## Problem to solve
Put each line of the material below into a JSON list of strings, one string per line, skipping blank lines and leaving out the pictures.

Rows from a dataset

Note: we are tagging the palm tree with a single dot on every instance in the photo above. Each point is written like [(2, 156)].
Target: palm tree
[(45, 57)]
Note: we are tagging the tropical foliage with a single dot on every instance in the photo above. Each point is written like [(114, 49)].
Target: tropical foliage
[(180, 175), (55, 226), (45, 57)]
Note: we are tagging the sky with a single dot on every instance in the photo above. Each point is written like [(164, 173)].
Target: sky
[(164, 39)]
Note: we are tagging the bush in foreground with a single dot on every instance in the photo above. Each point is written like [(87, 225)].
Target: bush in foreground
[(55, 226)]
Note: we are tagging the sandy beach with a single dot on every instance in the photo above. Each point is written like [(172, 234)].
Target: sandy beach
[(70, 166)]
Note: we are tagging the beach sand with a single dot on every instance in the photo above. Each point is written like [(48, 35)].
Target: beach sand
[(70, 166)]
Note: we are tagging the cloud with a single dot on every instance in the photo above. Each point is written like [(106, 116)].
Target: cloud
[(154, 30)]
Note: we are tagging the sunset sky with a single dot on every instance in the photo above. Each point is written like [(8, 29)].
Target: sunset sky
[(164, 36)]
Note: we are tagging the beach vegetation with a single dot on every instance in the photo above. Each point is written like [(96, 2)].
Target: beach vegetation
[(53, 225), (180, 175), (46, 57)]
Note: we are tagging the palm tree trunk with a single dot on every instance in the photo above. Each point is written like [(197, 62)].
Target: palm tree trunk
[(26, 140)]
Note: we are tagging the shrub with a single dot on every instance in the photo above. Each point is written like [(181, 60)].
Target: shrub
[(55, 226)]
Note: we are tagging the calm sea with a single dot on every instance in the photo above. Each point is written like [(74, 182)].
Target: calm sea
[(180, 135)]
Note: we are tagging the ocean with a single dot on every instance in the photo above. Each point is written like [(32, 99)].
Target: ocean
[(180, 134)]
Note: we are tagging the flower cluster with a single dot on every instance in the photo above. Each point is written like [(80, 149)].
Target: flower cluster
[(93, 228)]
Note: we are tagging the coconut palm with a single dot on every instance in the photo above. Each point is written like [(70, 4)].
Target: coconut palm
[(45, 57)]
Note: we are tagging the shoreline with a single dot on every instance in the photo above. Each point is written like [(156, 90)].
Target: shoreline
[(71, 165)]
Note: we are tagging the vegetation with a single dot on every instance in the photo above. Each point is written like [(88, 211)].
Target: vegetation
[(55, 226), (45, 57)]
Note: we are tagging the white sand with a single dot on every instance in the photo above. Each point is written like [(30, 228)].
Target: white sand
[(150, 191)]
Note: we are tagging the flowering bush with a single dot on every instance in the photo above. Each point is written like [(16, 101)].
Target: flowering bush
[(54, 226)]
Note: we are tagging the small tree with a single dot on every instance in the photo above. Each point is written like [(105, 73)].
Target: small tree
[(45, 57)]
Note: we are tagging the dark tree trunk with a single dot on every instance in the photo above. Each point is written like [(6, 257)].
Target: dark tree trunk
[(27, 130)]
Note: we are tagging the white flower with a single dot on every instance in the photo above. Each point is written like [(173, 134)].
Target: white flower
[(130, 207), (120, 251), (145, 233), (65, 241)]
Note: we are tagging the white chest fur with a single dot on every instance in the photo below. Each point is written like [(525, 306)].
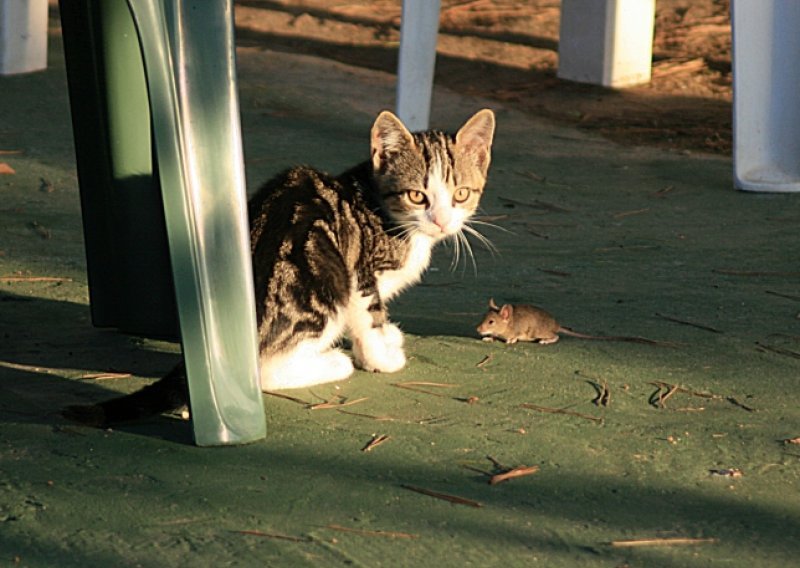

## Result of the task
[
  "Note: we are tagging the palm tree with a single dot on every instance in the photo above. Each point is written like [(2, 156)].",
  "Target: palm tree",
  "[(45, 57)]",
  "Note: we are tagging the tropical foliage with a single dot on every instance in the photo above. Each point is written like [(114, 49)].",
  "Target: tropical foliage",
  "[(180, 175), (55, 226), (45, 57)]",
  "Note: we are tagging the sky with a single dot on every instance in the photo above. Each point is written like [(164, 173)].",
  "Target: sky",
  "[(164, 39)]",
  "Note: we are tagging the bush in foreground with a single dot on every instance in the photo above. Each point is written like [(87, 225)].",
  "Target: bush in foreground",
  "[(55, 226)]",
  "Note: we are tagging the sandy beach with a single dot on every instance in the photo above. Each point is written like [(172, 234)].",
  "Target: sandy beach",
  "[(70, 166)]",
  "Note: we are tagging the beach sand with a single dot on every instance in the photo above. Each point is written like [(48, 35)].",
  "Target: beach sand",
  "[(70, 166)]",
  "Note: we are tagging the cloud with a single dot on every instance in the photo above. Each point is written like [(106, 116)].",
  "Target: cloud",
  "[(154, 30)]",
  "Note: we are tagging the sunset sky with a single dot on every instance in the photo above. Each point is written like [(8, 29)].",
  "Target: sunset sky",
  "[(164, 36)]",
  "Note: we are tagging the beach vegetation with a single dot on every instance in the photo above. Each point is written like [(96, 2)].",
  "Target: beach vegetation",
  "[(53, 225), (180, 175), (46, 57)]",
  "Note: we are tagging the palm tree trunk with a single dot on every instance in the photo above. Each point is written like [(197, 62)].",
  "Target: palm tree trunk",
  "[(26, 140)]",
  "Note: we are tagging the shrub with a single dot on every instance in the photo above. Each point is written like [(181, 60)].",
  "Target: shrub",
  "[(55, 226)]",
  "Note: we are tagging the calm sea with a single dot on every instance in the photo above. Each point is written like [(74, 182)].",
  "Target: calm sea",
  "[(180, 135)]",
  "Note: we are tagging the ocean with a single dot on every instance in the photo above. Each point is written like [(32, 99)].",
  "Target: ocean",
  "[(180, 134)]",
  "Note: we are tagging the flower cluster with a single dot on every instance in the photo above. Each point is written like [(80, 149)].",
  "Target: flower cluster",
  "[(93, 228)]",
  "Note: we are tagging the coconut palm with a single dot on every instance in the photo above. Each point is written like [(70, 4)].",
  "Target: coconut palm",
  "[(45, 57)]",
  "Note: we are tagging the shoreline with a single dot on every instance in the photo above. Each point is written like [(156, 90)].",
  "Target: shoreline",
  "[(71, 165)]",
  "Note: we are tagging the vegetation with a single dot on every instance in the photo above. Each point is written like [(88, 211)].",
  "Target: vegetation",
  "[(55, 226), (45, 57)]",
  "Note: we are tagging the white sand with a single dot on every instance in the photo above. Each point is written like [(30, 228)].",
  "Target: white sand",
  "[(150, 191)]",
  "Note: we are tagging the flowering bush with a single dot on every instance in the photo above. Each point is written like [(16, 101)].",
  "Target: flowering bush",
  "[(54, 226)]",
  "Note: we are tagging the small tree with a single dot on every instance in the photo above. Each point is written like [(105, 73)].",
  "Target: small tree",
  "[(45, 57)]",
  "Note: we are tagging the dark tree trunk with a single dot on every instance in the photo above. Each point is written like [(6, 257)].",
  "Target: dark tree trunk",
  "[(27, 130)]",
  "Note: we are tagging the white flower with a single dot on every instance in the photo above. Each point is written like [(173, 134)].",
  "Target: white flower",
  "[(130, 207), (120, 251), (145, 233), (65, 241)]",
  "Note: we are tagging the white chest fur with a single dot on every instance in the photo below. Each point is written like [(525, 306)]."
]